— Challenge —
Each line of the material must be returned exactly.

— Provided records —
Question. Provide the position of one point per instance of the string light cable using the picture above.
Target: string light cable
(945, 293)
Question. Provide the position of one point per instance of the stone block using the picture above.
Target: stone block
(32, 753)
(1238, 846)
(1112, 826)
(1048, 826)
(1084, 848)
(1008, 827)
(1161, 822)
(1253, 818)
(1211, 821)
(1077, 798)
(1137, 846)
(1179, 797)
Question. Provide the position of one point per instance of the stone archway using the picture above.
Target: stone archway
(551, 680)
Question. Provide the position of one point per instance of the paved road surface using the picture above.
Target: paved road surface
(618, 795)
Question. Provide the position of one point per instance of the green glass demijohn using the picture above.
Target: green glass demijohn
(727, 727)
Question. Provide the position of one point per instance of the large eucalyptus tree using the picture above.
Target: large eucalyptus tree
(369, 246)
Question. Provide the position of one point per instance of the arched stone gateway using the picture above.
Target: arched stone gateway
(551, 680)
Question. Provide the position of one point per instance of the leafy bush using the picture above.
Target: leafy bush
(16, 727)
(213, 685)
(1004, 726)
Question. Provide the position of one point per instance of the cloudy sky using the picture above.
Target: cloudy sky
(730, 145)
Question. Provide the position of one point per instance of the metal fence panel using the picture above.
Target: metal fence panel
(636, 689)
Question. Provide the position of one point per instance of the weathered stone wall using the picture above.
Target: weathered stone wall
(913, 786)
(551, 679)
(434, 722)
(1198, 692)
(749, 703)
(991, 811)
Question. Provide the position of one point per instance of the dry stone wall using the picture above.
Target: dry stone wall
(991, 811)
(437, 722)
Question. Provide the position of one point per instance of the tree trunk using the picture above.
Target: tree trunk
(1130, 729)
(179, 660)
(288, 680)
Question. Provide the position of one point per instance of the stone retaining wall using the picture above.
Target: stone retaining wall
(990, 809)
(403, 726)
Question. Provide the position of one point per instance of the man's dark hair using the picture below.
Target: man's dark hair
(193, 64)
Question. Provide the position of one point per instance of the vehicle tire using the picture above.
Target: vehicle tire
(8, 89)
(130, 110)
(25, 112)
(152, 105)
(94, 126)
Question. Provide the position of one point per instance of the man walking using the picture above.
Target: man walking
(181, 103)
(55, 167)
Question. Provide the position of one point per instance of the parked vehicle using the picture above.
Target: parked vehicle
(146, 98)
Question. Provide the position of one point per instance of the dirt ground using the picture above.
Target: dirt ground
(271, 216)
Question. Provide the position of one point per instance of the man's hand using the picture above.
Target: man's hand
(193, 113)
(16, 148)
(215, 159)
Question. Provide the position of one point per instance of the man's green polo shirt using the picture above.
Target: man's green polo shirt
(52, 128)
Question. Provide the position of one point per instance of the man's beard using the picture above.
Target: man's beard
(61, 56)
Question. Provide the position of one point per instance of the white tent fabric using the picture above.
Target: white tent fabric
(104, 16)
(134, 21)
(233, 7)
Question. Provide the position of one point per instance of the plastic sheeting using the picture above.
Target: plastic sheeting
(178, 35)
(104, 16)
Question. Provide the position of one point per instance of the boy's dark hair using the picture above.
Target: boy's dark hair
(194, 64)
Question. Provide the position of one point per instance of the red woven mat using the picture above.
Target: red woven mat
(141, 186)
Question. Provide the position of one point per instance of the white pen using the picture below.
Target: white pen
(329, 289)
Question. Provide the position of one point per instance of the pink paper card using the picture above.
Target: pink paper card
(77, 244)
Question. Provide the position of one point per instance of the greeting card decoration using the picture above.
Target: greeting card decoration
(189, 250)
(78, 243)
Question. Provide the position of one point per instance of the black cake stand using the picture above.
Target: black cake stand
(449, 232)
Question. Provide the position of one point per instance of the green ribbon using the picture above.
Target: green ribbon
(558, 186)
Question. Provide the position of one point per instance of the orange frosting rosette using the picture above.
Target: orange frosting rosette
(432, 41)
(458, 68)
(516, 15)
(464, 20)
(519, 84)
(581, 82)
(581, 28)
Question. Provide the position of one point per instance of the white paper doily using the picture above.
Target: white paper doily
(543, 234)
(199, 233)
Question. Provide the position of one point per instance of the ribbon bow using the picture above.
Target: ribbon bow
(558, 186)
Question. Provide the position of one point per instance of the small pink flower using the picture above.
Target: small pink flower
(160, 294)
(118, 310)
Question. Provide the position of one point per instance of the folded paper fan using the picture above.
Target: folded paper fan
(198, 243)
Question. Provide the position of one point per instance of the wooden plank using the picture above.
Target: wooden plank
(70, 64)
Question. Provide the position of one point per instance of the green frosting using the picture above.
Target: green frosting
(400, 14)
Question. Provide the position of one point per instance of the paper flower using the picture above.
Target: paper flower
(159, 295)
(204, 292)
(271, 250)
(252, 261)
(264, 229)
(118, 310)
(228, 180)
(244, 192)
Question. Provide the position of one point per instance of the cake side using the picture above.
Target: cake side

— Exercise solution —
Question. Provide the position of one point per instance of the string light cable using the picture above.
Target: string light cable
(945, 293)
Question. Provide the position of one point per instance of the stone block using the picture above.
Target: stone block
(32, 753)
(1238, 846)
(1112, 826)
(1048, 826)
(1084, 848)
(1008, 827)
(1161, 822)
(1253, 818)
(1211, 821)
(1077, 798)
(1137, 846)
(1179, 797)
Question. Provide the position of one point per instance of the stone archway using the picture above.
Target: stone archway
(551, 680)
Question. Provide the position of one point per instance of the paved road surface using the picture above.
Target: paved road surface
(618, 795)
Question. Provide the position of one point per instance of the green glass demijohn using the picture above.
Target: green glass demijohn
(727, 727)
Question. Provide the position of one point per instance of the large eucalyptus tree using the picture above.
Target: large eucalyptus tree
(369, 246)
Question. Provide the position of one point per instance of the arched stone gateway using the picture above.
Target: arched stone gateway
(551, 680)
Question. Provide the position of one point per instance of the leafy bush using the picture above.
Target: leafy bush
(16, 727)
(213, 685)
(1004, 726)
Question. Provide the position of one point per instance of the cloudy sky using the picture above.
Target: cloudy sky
(730, 145)
Question. Provide the position of one point per instance of the metal fence panel using the picture above.
Target: metal fence panel
(636, 689)
Question. Provide the position of one point per instance of the weathered stone wall using the picture above.
Target: weathered stone wall
(913, 786)
(551, 679)
(434, 722)
(1198, 692)
(749, 703)
(991, 811)
Question. Provide the position of one point per instance of the dry stone wall using the picture above.
Target: dry stone wall
(991, 811)
(437, 722)
Question. Provide the position of one point per instance of the tree trunk using the picture above.
Target: tree trunk
(1130, 729)
(179, 660)
(288, 680)
Question. Provide the position of one point per instance of the stone retaining wall using the picture above.
Target: stone retaining wall
(990, 809)
(403, 726)
Question. Provide the position of one point per instance of the man's dark hair using the picture below.
Target: man's dark hair
(193, 64)
Question. Provide the position of one point per instance of the vehicle tire using the picture above.
Target: vehicle tire
(8, 89)
(130, 110)
(25, 112)
(152, 105)
(94, 126)
Question. Provide the position of one point per instance of the man walking using the picture above.
Target: man walking
(181, 103)
(55, 167)
Question. Provide the position of one point per instance of the parked vehicle using the picture above.
Target: parked vehicle
(146, 98)
Question. Provide the position of one point per instance of the dirt ground using the picture above.
Target: dirt ground
(271, 216)
Question. Provide the position of one point per instance of the man's hand using the picture above.
Target: man's hand
(193, 113)
(16, 148)
(215, 159)
Question. Provide the position of one point per instance of the man's green polo shirt using the picture above.
Target: man's green polo shirt
(52, 128)
Question. Provide the position of one point per instance of the man's beard using the picture above.
Target: man's beard
(61, 56)
Question. Provide the position of one point per instance of the white tent fabric using the picture above.
Target: white tent fabric
(104, 16)
(134, 21)
(233, 7)
Question. Provide the position of one point per instance of the plastic sheeting using the picture above.
Target: plastic sheeting
(178, 35)
(104, 16)
Question. Provide the position of one point per instance of the boy's dark hair using the picture above.
Target: boy's dark hair
(194, 64)
Question. Provide the position of one point per instance of the red woven mat using the picture above.
Target: red woven mat
(141, 186)
Question. Provide the position of one point per instance of the white pen using the picture below.
Target: white pen
(329, 289)
Question. Provide the position of one point per instance of the pink paper card using the picture above.
Target: pink paper card
(77, 244)
Question. Provide the position of one point per instance of the greeting card decoration using the picture above.
Target: greeting card decoration
(189, 250)
(78, 243)
Question. Provide the position of one point per instance of the black cake stand using the picture above.
Target: black cake stand
(449, 232)
Question. Provide the position of one point per instance of the green ribbon using the picture above.
Target: green ribbon
(558, 186)
Question. Provide the position of one point per instance of the orange frosting rosette using the picture above.
Target: orange frosting rosette
(432, 41)
(458, 68)
(516, 15)
(464, 20)
(519, 84)
(581, 82)
(581, 28)
Question. Provide the position of one point per instance of the white paper doily using the picture above.
Target: white paper doily
(543, 234)
(199, 233)
Question. Provide the position of one point per instance of the ribbon bow using the picture above.
Target: ribbon bow
(558, 186)
Question. Provide the position of one point per instance of the small pink flower using the picture above.
Target: small pink flower
(160, 294)
(118, 310)
Question. Provide the position of one point per instance of the folded paper fan using the picture above.
Target: folded paper fan
(198, 243)
Question. Provide the position of one point per instance of the wooden plank using the picture above.
Target: wooden plank
(70, 64)
Question. Provide the position of one point per instance of the green frosting using the picture above.
Target: green frosting
(400, 14)
Question. Provide the position of one point per instance of the paper flower using the picture above.
Target: paper flower
(159, 295)
(204, 292)
(271, 250)
(252, 261)
(264, 229)
(118, 310)
(228, 180)
(244, 192)
Question. Provide the position of one point per instance of the cake side using the picture above.
Target: cake side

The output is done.